** Begin DATASET RECORDS **

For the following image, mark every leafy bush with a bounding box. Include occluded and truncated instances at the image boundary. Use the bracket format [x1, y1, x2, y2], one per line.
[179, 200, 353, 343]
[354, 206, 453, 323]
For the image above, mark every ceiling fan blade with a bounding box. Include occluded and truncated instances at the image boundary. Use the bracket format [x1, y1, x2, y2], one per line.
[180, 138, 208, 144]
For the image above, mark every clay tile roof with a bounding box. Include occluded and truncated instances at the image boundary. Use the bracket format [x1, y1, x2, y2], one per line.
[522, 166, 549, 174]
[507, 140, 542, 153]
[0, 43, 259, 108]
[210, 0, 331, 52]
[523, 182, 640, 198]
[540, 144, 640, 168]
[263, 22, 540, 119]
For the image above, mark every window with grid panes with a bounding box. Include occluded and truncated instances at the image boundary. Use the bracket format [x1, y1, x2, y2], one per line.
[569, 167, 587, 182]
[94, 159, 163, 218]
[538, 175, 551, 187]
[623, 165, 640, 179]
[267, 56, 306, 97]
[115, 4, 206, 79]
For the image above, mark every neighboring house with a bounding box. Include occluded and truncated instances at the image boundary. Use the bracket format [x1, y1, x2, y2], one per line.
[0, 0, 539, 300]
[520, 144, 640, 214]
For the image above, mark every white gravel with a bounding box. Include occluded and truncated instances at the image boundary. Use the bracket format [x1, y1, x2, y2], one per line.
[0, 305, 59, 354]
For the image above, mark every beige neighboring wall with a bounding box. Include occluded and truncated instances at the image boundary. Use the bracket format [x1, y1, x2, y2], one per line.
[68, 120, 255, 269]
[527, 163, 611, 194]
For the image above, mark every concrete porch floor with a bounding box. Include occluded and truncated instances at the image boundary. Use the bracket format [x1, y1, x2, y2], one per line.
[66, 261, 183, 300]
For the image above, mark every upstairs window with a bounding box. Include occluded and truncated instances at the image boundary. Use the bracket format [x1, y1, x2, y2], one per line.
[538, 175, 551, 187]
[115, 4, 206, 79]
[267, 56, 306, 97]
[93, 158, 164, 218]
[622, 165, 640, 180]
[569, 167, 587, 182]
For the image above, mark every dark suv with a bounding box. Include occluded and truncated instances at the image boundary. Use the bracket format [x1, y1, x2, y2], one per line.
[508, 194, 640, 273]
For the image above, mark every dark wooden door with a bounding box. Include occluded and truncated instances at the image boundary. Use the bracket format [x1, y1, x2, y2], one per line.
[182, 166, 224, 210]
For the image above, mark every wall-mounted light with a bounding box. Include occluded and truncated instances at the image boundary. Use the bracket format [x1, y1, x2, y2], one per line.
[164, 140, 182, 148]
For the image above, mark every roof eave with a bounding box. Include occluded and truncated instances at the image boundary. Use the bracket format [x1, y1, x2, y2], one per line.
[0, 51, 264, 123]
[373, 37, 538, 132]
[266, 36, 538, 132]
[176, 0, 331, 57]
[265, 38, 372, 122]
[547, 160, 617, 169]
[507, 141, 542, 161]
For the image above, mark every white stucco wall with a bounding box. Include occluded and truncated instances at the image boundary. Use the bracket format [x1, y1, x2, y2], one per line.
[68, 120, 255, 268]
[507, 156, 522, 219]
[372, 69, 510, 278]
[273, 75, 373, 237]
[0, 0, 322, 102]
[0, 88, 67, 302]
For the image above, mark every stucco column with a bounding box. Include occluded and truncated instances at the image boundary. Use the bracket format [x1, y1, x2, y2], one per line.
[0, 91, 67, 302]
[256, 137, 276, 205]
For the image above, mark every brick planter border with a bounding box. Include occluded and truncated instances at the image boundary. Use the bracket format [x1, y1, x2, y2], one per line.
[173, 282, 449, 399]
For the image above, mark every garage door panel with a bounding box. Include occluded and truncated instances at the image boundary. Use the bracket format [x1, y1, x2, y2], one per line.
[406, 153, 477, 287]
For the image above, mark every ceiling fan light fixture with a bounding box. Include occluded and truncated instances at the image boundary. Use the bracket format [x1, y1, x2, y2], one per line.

** End DATASET RECORDS **

**OBJECTIVE**
Update the rows from the line with "For the image above, mark every brick" through the end of the rows, replacing "garage door panel" with "garage door" and leaving everything else unchanged.

**THE REPLY**
For the image above, mark every brick planter border with a bounding box. Include occluded and truncated instances at the image boundary. Use the bracket format [x1, y1, x2, y2], one per line.
[173, 282, 449, 399]
For the image above, mark every garage door with a bounding box. Include occluded and truncated instances at the image boundary. Use the bracket format [x1, y1, x2, y2], one per line.
[406, 153, 477, 287]
For the image above, mark every ceiling fan light fixture with a bounding box. Include occluded and truncated instances at the image boundary. Use the bracket format [x1, y1, x2, y2], one per line.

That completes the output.